Point-per-instance localization data

>>>>>

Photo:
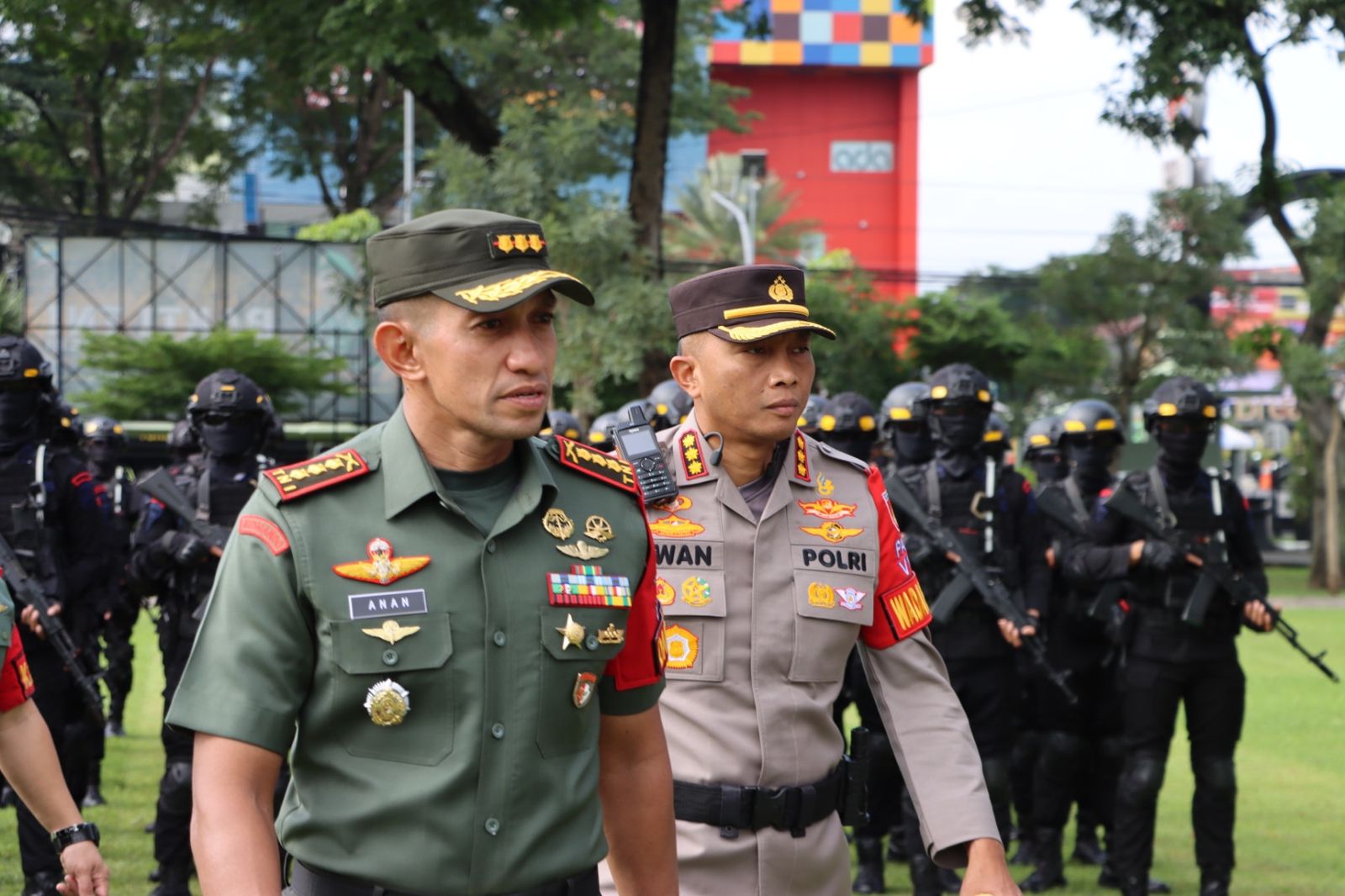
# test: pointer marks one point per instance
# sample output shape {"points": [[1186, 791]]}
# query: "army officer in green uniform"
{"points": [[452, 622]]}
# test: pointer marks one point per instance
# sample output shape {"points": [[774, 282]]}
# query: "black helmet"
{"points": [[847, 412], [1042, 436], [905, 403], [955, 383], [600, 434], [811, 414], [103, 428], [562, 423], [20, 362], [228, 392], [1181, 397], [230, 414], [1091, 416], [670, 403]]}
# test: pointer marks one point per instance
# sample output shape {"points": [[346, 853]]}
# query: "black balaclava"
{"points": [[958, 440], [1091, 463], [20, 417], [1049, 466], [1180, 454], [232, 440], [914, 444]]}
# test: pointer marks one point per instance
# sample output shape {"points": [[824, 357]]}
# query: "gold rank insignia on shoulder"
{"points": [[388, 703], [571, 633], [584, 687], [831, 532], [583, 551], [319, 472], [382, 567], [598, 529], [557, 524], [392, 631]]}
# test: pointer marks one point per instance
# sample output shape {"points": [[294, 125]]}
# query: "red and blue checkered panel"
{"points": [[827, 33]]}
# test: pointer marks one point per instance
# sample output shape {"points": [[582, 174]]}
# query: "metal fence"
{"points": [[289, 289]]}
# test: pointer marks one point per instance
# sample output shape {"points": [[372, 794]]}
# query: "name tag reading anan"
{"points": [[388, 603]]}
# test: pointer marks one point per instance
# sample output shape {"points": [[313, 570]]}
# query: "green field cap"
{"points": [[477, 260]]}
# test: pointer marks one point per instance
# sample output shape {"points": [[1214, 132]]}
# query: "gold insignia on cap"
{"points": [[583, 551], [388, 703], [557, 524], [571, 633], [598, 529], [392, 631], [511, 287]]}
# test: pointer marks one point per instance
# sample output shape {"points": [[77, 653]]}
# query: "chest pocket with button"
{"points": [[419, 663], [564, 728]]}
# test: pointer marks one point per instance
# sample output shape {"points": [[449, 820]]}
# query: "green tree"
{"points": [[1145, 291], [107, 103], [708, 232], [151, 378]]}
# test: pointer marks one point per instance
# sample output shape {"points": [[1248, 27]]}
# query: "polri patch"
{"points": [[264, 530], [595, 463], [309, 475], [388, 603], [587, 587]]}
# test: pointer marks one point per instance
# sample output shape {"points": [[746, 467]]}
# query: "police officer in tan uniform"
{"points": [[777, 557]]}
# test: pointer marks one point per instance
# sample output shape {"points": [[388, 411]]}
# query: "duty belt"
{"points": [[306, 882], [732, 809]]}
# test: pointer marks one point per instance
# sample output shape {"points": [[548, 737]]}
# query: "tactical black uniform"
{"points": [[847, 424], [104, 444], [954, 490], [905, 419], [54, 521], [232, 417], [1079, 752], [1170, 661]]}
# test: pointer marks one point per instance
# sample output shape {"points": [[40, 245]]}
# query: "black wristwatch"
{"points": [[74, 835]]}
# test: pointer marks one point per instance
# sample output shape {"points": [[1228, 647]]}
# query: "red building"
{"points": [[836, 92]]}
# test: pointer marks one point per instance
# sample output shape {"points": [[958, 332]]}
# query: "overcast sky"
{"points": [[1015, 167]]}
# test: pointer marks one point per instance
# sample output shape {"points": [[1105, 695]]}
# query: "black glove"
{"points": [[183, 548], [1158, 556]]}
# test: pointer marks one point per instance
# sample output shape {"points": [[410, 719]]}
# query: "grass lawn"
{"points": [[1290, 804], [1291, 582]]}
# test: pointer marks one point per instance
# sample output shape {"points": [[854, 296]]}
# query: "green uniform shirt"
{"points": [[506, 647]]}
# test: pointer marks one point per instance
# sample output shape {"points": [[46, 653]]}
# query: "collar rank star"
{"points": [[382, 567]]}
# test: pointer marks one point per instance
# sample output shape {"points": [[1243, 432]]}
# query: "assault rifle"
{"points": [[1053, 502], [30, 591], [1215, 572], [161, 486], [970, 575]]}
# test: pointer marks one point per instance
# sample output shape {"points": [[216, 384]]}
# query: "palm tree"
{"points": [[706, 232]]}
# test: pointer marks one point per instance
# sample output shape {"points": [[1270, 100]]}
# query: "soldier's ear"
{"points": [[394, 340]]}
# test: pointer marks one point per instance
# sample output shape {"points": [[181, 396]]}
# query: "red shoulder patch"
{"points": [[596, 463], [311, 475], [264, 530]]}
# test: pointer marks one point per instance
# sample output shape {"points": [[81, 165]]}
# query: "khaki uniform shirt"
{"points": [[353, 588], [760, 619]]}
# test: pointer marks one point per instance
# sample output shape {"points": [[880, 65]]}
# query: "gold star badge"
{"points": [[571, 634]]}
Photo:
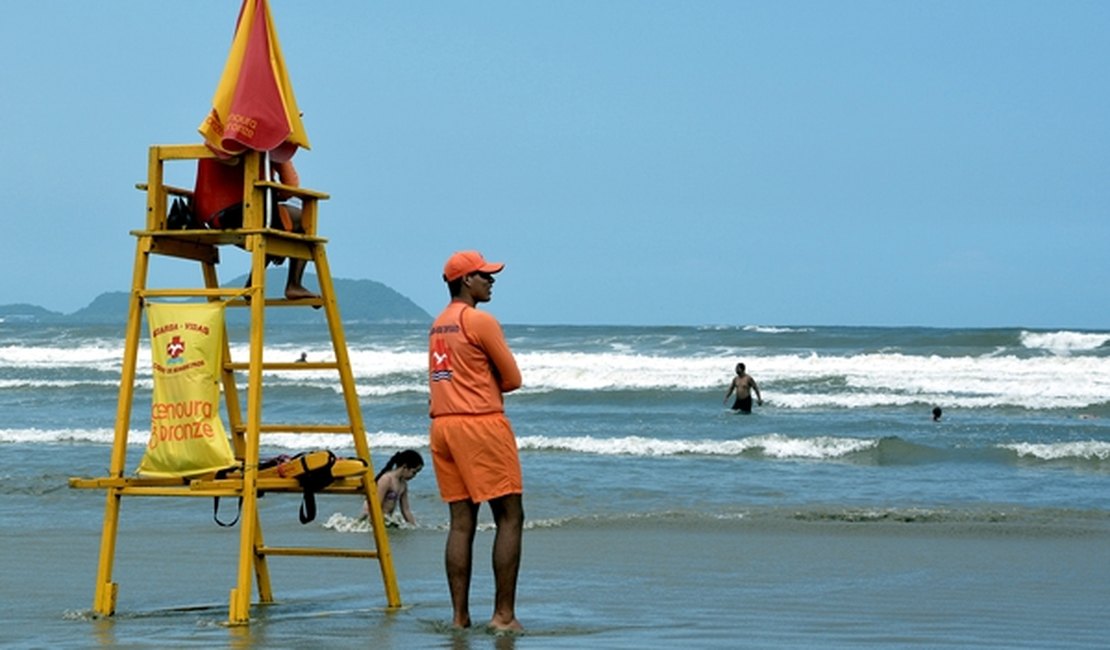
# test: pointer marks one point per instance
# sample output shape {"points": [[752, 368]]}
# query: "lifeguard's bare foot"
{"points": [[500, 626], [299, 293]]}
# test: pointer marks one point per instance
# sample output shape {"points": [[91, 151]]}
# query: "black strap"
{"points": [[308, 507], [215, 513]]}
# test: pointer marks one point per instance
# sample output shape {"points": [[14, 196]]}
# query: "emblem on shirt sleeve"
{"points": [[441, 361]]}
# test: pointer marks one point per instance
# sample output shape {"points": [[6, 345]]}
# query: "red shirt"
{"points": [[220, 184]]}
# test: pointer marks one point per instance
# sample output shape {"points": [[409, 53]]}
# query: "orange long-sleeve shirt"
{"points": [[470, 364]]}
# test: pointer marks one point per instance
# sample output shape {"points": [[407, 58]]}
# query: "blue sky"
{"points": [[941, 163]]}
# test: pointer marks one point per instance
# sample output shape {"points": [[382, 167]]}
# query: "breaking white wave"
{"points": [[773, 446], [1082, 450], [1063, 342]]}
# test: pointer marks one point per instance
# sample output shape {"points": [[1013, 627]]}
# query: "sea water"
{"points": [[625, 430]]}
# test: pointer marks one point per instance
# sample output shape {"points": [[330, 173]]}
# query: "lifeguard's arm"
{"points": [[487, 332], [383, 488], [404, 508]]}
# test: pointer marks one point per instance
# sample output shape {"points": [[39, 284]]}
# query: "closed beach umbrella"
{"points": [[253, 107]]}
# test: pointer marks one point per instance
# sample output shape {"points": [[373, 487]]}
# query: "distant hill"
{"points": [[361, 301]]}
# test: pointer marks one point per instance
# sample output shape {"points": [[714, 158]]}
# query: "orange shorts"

<<<<<

*ASSIGNMENT*.
Once the pictures are set aside, give every line above again without alteration.

*WRITTEN REPLY*.
Photo:
# test: pointer marks one point per instance
# sample output shape {"points": [[1186, 791]]}
# query: "army officer in green uniform"
{"points": [[452, 622]]}
# test: pointer marks one point per instance
# sample output shape {"points": [[774, 282]]}
# query: "black helmet"
{"points": [[847, 412], [1042, 436], [905, 403], [955, 383], [600, 434], [811, 414], [103, 428], [562, 423], [20, 362], [228, 392], [1181, 397], [230, 414], [1091, 416], [670, 403]]}
# test: pointer marks one point per instance
# sample output shape {"points": [[346, 853]]}
# query: "black balaclava"
{"points": [[958, 440], [1091, 463], [20, 417], [1049, 466], [1180, 454], [232, 440], [914, 444]]}
# test: pointer marks one point per instance
# sample output shape {"points": [[824, 357]]}
# query: "gold rank insignia on shoulder"
{"points": [[388, 703], [571, 633], [584, 687], [831, 532], [583, 551], [319, 472], [382, 567], [598, 529], [557, 524], [392, 631]]}
# test: pointer marks one point per instance
# sample output shape {"points": [[294, 125]]}
# query: "red and blue checkered panel"
{"points": [[827, 33]]}
# test: pointer marks one point per instance
# sample output shape {"points": [[582, 174]]}
# query: "metal fence"
{"points": [[289, 289]]}
# test: pointer marks one point per instance
# sample output shape {"points": [[372, 794]]}
# query: "name tag reading anan"
{"points": [[388, 603]]}
# test: pointer marks one point per instance
# sample output shape {"points": [[313, 570]]}
# query: "green field cap"
{"points": [[477, 260]]}
# test: pointer marks one point per instance
# sample output shape {"points": [[1214, 132]]}
# query: "gold insignia on cap"
{"points": [[583, 551], [388, 703], [557, 524], [571, 633], [598, 529], [392, 631], [511, 287]]}
# test: pointer marks one point per instance
# sample output shape {"points": [[77, 653]]}
# query: "chest pocket with button"
{"points": [[419, 663], [564, 728]]}
# test: pointer marks one point per instance
# sample output shape {"points": [[449, 820]]}
# query: "green tree"
{"points": [[1145, 291], [107, 103], [708, 232], [151, 378]]}
# test: pointer marks one point per instance
# sample output shape {"points": [[1248, 27]]}
# query: "polri patch"
{"points": [[264, 530], [595, 463], [309, 475], [388, 603], [587, 587]]}
# test: pointer marks one point per instance
# sample output shape {"points": [[746, 467]]}
# query: "police officer in tan uniform"
{"points": [[777, 557]]}
# test: pointer marks one point per instance
# sample output shape {"points": [[388, 411]]}
# query: "duty belt"
{"points": [[306, 882], [732, 809]]}
# test: pointer marks one point per instance
# sample output shape {"points": [[548, 737]]}
# query: "tactical black uniform"
{"points": [[847, 424], [104, 444], [954, 490], [905, 419], [54, 521], [232, 417], [1079, 752], [1170, 661]]}
# test: pointer marks one point per instance
# sample output shape {"points": [[40, 245]]}
# query: "black wristwatch"
{"points": [[74, 835]]}
# test: pointer marks one point per instance
# sample output shape {"points": [[1228, 647]]}
# query: "red building"
{"points": [[836, 92]]}
# test: pointer marks one point per instance
# sample output shape {"points": [[958, 332]]}
# query: "overcast sky"
{"points": [[1015, 167]]}
# test: pointer marks one point per instance
# sample output shape {"points": [[1105, 695]]}
# query: "black glove"
{"points": [[183, 548], [1158, 556]]}
# test: pointer marks one point per instance
# sample output shape {"points": [[410, 719]]}
# query: "grass lawn"
{"points": [[1290, 804], [1291, 582]]}
# test: pointer marks one point per instance
# sample output shape {"points": [[854, 296]]}
# query: "green uniform shirt"
{"points": [[506, 647]]}
# test: pointer marks one point per instance
# sample output shape {"points": [[46, 653]]}
# query: "collar rank star"
{"points": [[382, 567]]}
# test: pointer marks one point per instance
# sample output shape {"points": [[1243, 432]]}
# query: "assault rifle"
{"points": [[1053, 502], [30, 591], [1215, 572], [161, 486], [970, 575]]}
# test: pointer marks one point per instance
# sample output shape {"points": [[216, 384]]}
# query: "palm tree"
{"points": [[706, 232]]}
# test: pointer marks one point per instance
# sample output shape {"points": [[1270, 100]]}
# query: "soldier's ear"
{"points": [[394, 340]]}
# test: pointer marks one point per instance
# sample output shape {"points": [[181, 396]]}
# query: "red shoulder patch"
{"points": [[596, 463], [311, 475], [264, 530]]}
# test: pointer marks one point per instance
# sample output shape {"points": [[81, 165]]}
# query: "khaki uniform shirt"
{"points": [[353, 588], [760, 619]]}
# test: pointer marks one point per instance
# sample output shape {"points": [[880, 65]]}
# query: "gold star badge"
{"points": [[571, 634]]}
Photo:
# test: pointer marks one point per instance
# sample output shape {"points": [[752, 368]]}
# query: "lifeguard's bare foot"
{"points": [[500, 626], [299, 293]]}
# test: pointer marks one point per instance
# sample output shape {"points": [[91, 151]]}
# query: "black strap"
{"points": [[308, 507], [215, 513]]}
# test: pointer marks one point per instance
# sample output shape {"points": [[14, 196]]}
# query: "emblem on shirt sleeve"
{"points": [[441, 361]]}
# test: pointer marks one point per instance
# sample output shape {"points": [[6, 345]]}
# query: "red shirt"
{"points": [[220, 184]]}
# test: pointer marks one point per instance
# sample output shape {"points": [[409, 53]]}
# query: "orange long-sleeve shirt"
{"points": [[470, 364]]}
# test: pointer marks one point per instance
# sample output shape {"points": [[407, 58]]}
# query: "blue sky"
{"points": [[941, 163]]}
# test: pointer marks one point per instance
# sample output shape {"points": [[382, 167]]}
# query: "breaking white wave"
{"points": [[773, 446], [1082, 450], [1063, 342]]}
# test: pointer marks one point per instance
# sample output shape {"points": [[1013, 627]]}
# query: "sea water"
{"points": [[625, 430]]}
# test: pointer marks one point per instance
# sample output shape {"points": [[330, 173]]}
# query: "lifeguard's arm"
{"points": [[487, 332], [383, 488], [404, 508]]}
# test: pointer marks one point per instance
# sample output shape {"points": [[39, 284]]}
# query: "closed beach umbrella"
{"points": [[253, 107]]}
# test: pointer marks one point per instance
# sample output shape {"points": [[373, 487]]}
# query: "distant hill"
{"points": [[361, 301]]}
# test: pointer marks one point per instance
# sample output shape {"points": [[714, 158]]}
# query: "orange shorts"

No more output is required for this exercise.